**TASKS FOR THIS EXERCISE:**
[A] According to the article on religion in the workplace, what share of DiversityInc's Top 50 companies now provide prayer rooms?
[B] Please write out the part of the article on religion in the workplace that opens with the words containing "Dubensky likes to" and closes with "the bottom line.".

* BEGIN TEXT SECTION *

After a lengthy recruiting effort, executives of a global financial firm couldn't understand why a prized potential hire went to the competition. Was it the pay? The perks? The people? The location?

"She said that she found out the company had a reputation that is was not hijab-friendly," Joyce Dubensky, CEO of the Tanenbaum Center for Interreligious Understanding, recalled from her discussion with the executives. "She wore (the head covering for Muslim women) and she didn’t want to go to a workplace where she wouldn’t feel welcome."

Dubensky likes to tell that story to underscore a point her organization stresses when training companies and organizations on embracing diversity: Accommodating the religious needs of a workforce can boost morale and the bottom line.

Dubensky said business is finally responding. She cited research by DiversityInc that found 78 percent of the organization's Top 50 diversified companies now offer floating religious holidays to employees compared with 42 percent nine years ago, and 70 percent provide prayer rooms today compared with 32 percent eight years ago. Awareness by employers and employees alike may continue to increase as America's religious landscape becomes more diverse and issues of religious freedom arise as a result.

"I’ve always called religion the stepchild of the diversity and inclusion movement," she said. "It has been mostly ignored in the workplace (compared to race, ethnicity and gender.) But, increasingly people are talking about it and now they are starting to do something about it."

Faith-work connection

Why it has taken so long for faith to be recognized as something employees can bring to the workplace is a mystery.

* END TEXT SECTION *
* BEGIN DATA SUPPLIED *

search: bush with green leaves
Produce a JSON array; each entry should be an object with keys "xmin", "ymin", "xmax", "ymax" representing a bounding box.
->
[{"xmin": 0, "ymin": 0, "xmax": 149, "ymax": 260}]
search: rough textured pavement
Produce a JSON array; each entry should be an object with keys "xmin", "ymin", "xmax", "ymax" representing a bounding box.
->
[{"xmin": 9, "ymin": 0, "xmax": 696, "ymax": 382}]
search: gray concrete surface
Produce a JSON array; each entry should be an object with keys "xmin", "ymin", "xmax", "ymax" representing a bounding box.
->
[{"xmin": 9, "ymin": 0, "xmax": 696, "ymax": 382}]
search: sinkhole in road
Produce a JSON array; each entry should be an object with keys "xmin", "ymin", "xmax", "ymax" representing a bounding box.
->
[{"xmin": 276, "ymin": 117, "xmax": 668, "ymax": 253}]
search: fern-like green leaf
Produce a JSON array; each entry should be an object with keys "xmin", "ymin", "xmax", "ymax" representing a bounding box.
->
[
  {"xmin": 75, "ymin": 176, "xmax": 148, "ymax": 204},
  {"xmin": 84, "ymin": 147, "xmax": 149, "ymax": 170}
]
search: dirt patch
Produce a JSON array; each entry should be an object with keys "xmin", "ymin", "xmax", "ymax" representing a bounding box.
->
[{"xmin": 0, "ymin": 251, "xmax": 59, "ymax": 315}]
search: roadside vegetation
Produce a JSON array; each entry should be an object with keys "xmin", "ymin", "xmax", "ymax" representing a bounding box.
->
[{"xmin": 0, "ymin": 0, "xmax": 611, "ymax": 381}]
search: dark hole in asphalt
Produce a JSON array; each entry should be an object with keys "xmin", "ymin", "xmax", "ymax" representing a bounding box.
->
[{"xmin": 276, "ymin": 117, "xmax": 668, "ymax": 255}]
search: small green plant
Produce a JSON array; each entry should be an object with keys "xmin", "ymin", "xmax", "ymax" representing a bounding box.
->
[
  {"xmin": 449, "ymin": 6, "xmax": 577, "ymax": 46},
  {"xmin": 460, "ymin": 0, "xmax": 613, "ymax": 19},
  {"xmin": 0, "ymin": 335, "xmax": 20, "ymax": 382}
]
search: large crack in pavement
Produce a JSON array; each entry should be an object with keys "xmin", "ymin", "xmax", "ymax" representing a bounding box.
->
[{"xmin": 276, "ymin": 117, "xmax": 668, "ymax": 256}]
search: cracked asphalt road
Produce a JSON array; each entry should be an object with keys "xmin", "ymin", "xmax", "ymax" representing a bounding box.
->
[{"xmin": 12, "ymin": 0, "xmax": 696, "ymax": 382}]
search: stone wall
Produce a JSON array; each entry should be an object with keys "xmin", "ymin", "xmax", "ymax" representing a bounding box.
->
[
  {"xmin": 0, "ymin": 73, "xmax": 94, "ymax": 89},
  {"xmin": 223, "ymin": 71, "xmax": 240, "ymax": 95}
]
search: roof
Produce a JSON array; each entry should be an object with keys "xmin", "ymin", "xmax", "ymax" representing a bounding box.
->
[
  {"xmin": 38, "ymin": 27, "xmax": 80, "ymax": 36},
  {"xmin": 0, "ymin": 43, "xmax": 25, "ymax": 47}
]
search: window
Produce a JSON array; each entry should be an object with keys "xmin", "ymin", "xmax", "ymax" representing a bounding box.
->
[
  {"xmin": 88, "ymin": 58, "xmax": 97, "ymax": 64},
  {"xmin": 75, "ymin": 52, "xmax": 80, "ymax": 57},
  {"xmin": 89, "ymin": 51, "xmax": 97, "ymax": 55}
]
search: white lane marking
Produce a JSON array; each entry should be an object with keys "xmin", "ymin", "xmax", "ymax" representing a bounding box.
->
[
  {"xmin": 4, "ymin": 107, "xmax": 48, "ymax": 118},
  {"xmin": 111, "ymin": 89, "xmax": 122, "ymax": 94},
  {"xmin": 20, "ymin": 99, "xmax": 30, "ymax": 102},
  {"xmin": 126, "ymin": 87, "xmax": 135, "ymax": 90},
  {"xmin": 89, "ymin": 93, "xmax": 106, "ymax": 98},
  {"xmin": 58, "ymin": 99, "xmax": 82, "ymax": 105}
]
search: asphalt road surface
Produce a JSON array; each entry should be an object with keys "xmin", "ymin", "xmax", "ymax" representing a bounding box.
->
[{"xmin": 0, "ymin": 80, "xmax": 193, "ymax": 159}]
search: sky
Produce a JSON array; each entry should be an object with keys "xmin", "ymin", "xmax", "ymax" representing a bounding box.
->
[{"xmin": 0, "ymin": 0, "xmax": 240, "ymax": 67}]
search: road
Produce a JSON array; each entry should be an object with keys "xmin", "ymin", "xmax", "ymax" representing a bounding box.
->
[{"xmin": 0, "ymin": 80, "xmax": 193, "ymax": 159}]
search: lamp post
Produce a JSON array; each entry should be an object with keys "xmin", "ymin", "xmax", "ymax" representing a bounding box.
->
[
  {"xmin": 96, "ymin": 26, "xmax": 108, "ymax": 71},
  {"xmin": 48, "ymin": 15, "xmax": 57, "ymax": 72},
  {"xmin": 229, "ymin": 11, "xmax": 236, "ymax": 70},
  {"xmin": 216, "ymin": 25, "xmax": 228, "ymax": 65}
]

* END DATA SUPPLIED *

**TASK RESPONSES:**
[A] 70 percent

[B]
Dubensky likes to tell that story to underscore a point her organization stresses when training companies and organizations on embracing diversity: Accommodating the religious needs of a workforce can boost morale and the bottom line.